Work instructions: Here are some records. Copy each one exactly.
>> Start Material supplied
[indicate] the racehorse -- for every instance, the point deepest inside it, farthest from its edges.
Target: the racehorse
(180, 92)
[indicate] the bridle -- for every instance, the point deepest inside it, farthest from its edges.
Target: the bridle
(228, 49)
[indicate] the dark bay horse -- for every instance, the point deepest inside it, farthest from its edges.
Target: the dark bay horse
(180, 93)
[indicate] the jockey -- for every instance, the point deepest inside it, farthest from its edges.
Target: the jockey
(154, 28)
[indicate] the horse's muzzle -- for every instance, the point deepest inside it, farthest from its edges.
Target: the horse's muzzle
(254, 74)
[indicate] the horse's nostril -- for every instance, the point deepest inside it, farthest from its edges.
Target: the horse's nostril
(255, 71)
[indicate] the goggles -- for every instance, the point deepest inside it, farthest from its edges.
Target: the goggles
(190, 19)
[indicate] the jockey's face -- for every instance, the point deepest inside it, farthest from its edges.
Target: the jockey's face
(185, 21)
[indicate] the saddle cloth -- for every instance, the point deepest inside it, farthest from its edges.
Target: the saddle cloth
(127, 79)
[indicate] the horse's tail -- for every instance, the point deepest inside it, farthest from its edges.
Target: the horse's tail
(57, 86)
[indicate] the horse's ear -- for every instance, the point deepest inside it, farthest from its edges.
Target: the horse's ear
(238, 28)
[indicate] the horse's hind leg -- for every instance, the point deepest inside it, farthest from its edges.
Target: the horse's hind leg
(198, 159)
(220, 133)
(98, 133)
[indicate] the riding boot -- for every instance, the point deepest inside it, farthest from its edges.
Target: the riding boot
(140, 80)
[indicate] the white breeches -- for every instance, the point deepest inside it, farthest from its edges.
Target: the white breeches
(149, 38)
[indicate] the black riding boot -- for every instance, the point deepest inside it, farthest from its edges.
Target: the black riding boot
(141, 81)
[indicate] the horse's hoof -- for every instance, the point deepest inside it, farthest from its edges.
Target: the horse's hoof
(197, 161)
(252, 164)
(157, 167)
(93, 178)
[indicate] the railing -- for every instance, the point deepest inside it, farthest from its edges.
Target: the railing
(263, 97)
>> End Material supplied
Response for this exercise:
[indicate] the racehorse -- for every instance, the point deepest inside it, farthest from its edges.
Target: the racehorse
(180, 92)
[indicate] the bridle -- for every instance, the point deepest inside it, farthest from its edges.
Target: the bridle
(228, 49)
[indicate] the dark bay horse -- for every instance, the point deepest inside it, farthest from its edges.
Target: the dark bay horse
(180, 93)
[indicate] the jockey -- for every instance, the point deepest inside it, farthest from its edges.
Target: the jockey
(154, 28)
[indicate] the horse's muzzle -- for every instance, the point deepest inside it, farthest from its edges.
Target: the horse's muzzle
(254, 74)
[indicate] the horse's nostril -- for every instance, the point deepest inside it, farthest from its edges.
Target: the horse's nostril
(255, 71)
[indicate] the goggles -- for every instance, the point deepest inside it, farthest from its edges.
Target: the goggles
(190, 19)
[indicate] the jockey's face -- for every instance, the point deepest inside it, farthest from its edges.
Target: the jockey's face
(185, 21)
[indicate] the saddle cloth -- for every instance, the point deepest inside it, farthest from its edges.
Target: the saddle cloth
(127, 79)
[indicate] the horse's tail -- for every instance, the point deepest inside it, farthest from its edges.
Target: the horse's tail
(57, 86)
[indicate] the horse's ear -- for every instance, the point deepest inside it, farthest from its edges.
Target: the horse's ear
(238, 28)
[indicate] the horse's hind leg -- for every instance, the point deepest inside it, farthest from its edges.
Target: the horse's hind leg
(198, 159)
(220, 133)
(98, 133)
[indicate] the riding boot -- for every instance, the point deepest inside it, farthest from its edges.
Target: the riding boot
(140, 80)
[indicate] the white breeches -- for every instance, the point deepest inside it, farthest from its edges.
Target: the white breeches
(149, 38)
[indicate] the black riding boot -- for every instance, the point deepest inside it, farthest from its edges.
Target: the black riding boot
(141, 81)
[indicate] the horse's hoof -- for every instance, the point deepest inside it, farthest from its edges.
Target: the horse's hoof
(197, 161)
(252, 164)
(157, 167)
(93, 178)
[indicate] the railing -- for every instance, the point deepest inside it, farthest from its edges.
Target: the railing
(263, 97)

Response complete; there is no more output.